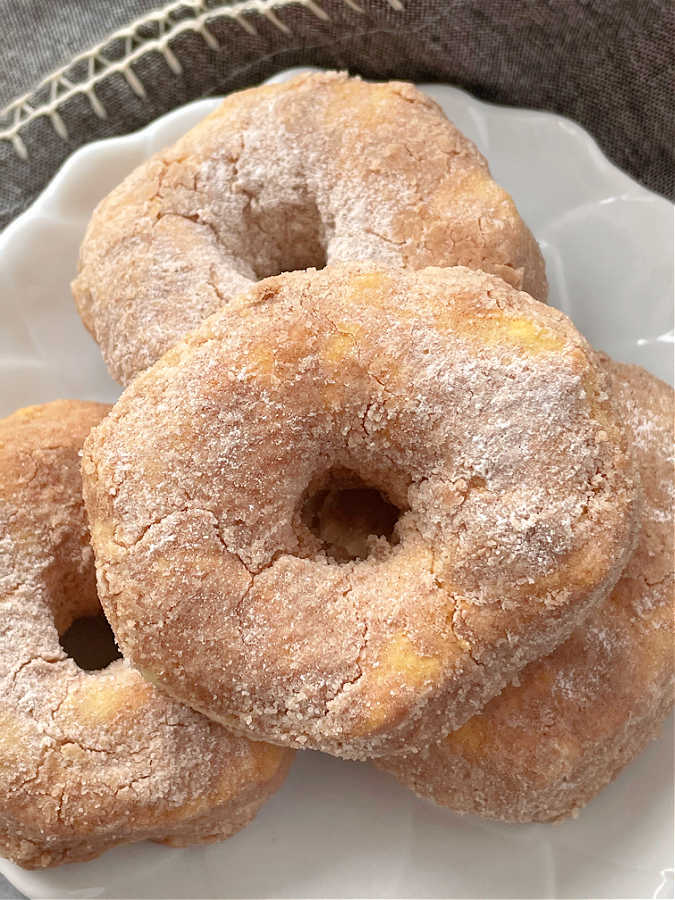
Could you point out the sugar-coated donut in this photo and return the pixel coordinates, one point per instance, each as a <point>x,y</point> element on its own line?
<point>478,413</point>
<point>90,759</point>
<point>545,746</point>
<point>321,168</point>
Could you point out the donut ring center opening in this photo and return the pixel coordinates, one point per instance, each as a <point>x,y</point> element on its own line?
<point>90,642</point>
<point>348,516</point>
<point>284,237</point>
________
Task goal
All of the material must be given again exactly, though no picture may appear in the copy.

Solution for this exercise
Could you point out the sugar-coated donut in this photo and return the pixel coordinates, one point per instance, each as a <point>x,y</point> element on its own line?
<point>478,413</point>
<point>90,759</point>
<point>545,746</point>
<point>321,168</point>
Could you point out the donut ring center opening in this photo and return the pixel coordinates, one point per instance, each as a <point>x,y</point> element on its own line?
<point>90,642</point>
<point>348,516</point>
<point>284,237</point>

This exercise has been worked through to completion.